▸ **Document**:
LawFlash

SEC Staff Issues Long Awaited Rule 15a-6 FAQs

March 25, 2013

On March 21, 2013, the staff of the United States Securities and Exchange Commission Division of Trading and Markets published long awaited “Frequently Asked Questions Regarding Rule 15a-6 and Foreign Broker-Dealers (‘FAQs’).” Bingham lawyers were part of the ABA task force that obtained these FAQs from the Division of Trading and Markets Staff.

The SEC adopted Rule 15a-6 under the Securities Exchange Act of 1934, in order to provide exemptions from broker-dealer registration and regulation for non-U.S. broker-dealers. The Rule provides four alternative exemptions, each of which has presented issues for entities trying to comply with their terms.

▸ **Exercise set**:
a) Do these statements agree with the LawFlash? (i) The staff published the FAQs on March 21, 2013. (ii) Rule 15a-6 provides three alternative exemptions. (iii) The SEC adopted Rule 15a-6 under the Securities Act of 1933. Answer yes or no for each and quote the deciding words.
b) Transcribe everything in the LawFlash from "March 25, 2013" down to "and Markets Staff.".

▸ **Named object pointing entries**:
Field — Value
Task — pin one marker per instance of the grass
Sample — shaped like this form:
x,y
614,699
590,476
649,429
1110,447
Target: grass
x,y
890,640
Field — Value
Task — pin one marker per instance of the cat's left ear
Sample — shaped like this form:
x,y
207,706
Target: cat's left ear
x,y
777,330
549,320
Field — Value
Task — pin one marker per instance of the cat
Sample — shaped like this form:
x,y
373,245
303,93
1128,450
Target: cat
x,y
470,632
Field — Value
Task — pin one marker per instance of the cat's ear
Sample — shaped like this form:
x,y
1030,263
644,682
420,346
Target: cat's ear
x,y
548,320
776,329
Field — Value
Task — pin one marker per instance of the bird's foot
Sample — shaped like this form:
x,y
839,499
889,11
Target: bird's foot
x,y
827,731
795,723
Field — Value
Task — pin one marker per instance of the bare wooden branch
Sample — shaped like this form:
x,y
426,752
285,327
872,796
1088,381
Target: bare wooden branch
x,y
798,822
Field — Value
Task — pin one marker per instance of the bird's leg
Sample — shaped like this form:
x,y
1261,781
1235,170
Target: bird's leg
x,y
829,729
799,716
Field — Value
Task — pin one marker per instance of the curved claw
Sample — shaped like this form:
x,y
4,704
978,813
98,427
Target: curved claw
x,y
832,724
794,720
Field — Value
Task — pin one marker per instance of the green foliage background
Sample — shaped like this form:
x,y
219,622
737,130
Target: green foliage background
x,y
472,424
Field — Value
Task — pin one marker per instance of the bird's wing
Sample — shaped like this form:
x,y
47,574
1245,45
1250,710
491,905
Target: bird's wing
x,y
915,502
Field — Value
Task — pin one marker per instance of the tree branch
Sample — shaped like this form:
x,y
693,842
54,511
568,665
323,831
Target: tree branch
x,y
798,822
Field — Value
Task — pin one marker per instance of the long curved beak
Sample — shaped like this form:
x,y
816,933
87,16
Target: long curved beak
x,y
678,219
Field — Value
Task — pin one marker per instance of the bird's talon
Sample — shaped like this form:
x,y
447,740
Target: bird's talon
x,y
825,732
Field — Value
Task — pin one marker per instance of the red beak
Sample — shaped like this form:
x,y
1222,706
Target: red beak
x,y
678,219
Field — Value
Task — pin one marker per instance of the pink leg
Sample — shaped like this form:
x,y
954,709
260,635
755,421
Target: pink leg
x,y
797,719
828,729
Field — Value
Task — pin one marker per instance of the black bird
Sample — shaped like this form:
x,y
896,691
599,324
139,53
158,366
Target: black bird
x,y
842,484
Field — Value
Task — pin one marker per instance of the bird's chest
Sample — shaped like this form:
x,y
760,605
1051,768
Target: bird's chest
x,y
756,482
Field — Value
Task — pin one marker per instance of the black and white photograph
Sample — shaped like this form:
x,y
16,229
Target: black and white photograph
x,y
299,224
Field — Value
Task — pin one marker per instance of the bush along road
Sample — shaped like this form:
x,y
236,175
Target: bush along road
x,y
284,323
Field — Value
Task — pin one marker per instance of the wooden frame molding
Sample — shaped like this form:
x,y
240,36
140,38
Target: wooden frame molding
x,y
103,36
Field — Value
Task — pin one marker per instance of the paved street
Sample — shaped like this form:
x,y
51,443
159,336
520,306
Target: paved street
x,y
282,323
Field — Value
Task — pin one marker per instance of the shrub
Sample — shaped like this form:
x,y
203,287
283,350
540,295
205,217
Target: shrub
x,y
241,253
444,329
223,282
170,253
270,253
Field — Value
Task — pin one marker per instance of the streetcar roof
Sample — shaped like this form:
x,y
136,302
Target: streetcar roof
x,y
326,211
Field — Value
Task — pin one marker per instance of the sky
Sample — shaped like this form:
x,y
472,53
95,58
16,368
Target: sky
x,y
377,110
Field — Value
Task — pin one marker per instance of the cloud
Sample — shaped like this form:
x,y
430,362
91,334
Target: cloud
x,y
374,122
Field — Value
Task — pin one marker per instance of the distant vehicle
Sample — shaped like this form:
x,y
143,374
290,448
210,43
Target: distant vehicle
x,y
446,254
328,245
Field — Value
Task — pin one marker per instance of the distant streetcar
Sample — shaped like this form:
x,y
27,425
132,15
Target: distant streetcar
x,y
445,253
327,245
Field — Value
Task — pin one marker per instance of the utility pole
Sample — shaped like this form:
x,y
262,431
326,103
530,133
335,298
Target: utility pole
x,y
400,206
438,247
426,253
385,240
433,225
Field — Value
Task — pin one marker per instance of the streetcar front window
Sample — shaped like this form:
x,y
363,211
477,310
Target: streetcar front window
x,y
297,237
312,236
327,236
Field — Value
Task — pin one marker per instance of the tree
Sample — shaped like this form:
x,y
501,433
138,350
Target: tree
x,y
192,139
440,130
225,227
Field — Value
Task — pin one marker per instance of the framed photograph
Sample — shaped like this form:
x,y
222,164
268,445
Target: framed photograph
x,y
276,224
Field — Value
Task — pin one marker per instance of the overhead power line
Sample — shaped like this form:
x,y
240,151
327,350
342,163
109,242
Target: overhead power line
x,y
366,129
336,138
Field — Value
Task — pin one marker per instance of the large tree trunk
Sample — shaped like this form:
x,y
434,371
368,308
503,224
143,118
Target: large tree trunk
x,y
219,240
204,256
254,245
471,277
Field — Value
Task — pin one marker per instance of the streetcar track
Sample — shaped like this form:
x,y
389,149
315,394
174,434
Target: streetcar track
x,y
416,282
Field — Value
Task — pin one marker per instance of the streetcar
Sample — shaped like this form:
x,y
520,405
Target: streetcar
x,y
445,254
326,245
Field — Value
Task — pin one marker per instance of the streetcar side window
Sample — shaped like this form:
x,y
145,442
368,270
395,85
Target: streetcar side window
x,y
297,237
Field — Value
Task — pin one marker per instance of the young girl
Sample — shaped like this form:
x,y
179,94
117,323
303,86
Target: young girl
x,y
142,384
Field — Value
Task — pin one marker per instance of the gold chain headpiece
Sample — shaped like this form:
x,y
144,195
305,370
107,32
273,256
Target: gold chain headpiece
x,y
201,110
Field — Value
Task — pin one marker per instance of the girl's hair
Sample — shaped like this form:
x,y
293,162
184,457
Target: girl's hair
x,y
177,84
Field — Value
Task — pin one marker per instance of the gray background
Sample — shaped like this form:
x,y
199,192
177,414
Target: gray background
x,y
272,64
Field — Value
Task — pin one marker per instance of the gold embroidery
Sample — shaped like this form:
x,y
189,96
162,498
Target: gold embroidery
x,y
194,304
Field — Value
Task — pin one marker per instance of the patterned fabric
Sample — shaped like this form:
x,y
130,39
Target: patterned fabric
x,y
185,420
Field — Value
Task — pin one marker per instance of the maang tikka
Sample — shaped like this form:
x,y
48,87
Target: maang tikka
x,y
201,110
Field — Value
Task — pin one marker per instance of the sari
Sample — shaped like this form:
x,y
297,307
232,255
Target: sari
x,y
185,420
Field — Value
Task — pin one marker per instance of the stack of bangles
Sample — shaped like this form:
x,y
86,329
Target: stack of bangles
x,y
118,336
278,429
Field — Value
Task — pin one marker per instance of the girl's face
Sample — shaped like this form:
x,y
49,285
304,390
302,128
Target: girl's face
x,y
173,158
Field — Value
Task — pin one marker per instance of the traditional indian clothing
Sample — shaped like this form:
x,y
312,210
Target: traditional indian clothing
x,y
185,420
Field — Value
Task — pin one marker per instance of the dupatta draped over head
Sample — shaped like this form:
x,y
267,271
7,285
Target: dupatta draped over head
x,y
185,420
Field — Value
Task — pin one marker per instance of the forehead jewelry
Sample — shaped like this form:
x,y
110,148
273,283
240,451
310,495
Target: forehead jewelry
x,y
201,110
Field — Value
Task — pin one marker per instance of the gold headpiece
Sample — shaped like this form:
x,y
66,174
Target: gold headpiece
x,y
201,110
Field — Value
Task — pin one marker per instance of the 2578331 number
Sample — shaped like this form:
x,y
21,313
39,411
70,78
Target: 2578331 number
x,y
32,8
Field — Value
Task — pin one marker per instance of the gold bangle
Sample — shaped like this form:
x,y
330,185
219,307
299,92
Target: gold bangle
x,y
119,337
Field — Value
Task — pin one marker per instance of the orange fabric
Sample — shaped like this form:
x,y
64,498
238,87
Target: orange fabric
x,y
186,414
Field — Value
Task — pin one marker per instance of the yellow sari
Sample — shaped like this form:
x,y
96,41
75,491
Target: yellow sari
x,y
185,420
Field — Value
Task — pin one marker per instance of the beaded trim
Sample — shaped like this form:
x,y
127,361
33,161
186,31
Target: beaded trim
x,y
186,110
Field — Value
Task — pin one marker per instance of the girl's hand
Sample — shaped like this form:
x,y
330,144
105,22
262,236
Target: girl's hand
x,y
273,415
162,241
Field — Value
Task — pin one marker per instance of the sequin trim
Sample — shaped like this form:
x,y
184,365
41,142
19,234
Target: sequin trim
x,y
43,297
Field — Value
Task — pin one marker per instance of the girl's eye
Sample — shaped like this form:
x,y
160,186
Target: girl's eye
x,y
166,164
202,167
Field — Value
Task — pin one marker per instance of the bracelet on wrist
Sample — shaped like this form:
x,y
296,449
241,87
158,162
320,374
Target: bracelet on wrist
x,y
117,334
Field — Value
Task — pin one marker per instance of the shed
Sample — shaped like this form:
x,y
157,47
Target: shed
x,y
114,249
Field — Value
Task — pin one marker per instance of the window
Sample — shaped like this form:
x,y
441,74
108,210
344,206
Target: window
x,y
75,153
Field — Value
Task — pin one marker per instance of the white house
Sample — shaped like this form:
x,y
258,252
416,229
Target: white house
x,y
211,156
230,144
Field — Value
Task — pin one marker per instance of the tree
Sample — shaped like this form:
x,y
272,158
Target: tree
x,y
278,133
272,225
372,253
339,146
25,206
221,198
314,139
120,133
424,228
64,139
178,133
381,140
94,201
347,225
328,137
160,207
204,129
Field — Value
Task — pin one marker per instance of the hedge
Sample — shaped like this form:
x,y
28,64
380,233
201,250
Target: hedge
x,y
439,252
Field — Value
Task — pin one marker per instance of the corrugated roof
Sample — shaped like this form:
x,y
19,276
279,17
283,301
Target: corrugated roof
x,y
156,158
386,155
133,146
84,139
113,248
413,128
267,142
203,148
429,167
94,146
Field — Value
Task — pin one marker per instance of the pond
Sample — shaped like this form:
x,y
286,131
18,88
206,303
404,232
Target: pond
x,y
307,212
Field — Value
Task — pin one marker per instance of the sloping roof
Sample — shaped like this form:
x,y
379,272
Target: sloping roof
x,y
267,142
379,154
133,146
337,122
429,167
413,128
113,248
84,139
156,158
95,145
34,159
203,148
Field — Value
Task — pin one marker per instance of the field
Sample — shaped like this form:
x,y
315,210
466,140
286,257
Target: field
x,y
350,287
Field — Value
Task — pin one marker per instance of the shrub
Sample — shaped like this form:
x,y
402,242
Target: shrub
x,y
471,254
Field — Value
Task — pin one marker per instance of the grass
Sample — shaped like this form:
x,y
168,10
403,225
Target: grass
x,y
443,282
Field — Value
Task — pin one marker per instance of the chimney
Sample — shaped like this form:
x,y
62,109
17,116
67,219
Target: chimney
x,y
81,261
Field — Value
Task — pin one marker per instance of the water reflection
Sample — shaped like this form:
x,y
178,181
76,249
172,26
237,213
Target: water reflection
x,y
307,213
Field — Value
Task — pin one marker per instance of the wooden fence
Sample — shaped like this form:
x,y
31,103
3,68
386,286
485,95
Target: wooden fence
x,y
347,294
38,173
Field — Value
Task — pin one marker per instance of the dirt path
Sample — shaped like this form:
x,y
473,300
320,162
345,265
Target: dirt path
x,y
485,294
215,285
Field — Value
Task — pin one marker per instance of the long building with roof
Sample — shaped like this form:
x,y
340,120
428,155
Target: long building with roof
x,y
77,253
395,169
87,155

▸ **List of solutions**:
a)
(i) Yes: "On March 21, 2013, the staff of the United States Securities and Exchange Commission Division of Trading and Markets published long awaited"
(ii) No: "The Rule provides four alternative exemptions"
(iii) No: "under the Securities Exchange Act of 1934"

b)
March 25, 2013

On March 21, 2013, the staff of the United States Securities and Exchange Commission Division of Trading and Markets published long awaited “Frequently Asked Questions Regarding Rule 15a-6 and Foreign Broker-Dealers (‘FAQs’).” Bingham lawyers were part of the ABA task force that obtained these FAQs from the Division of Trading and Markets Staff.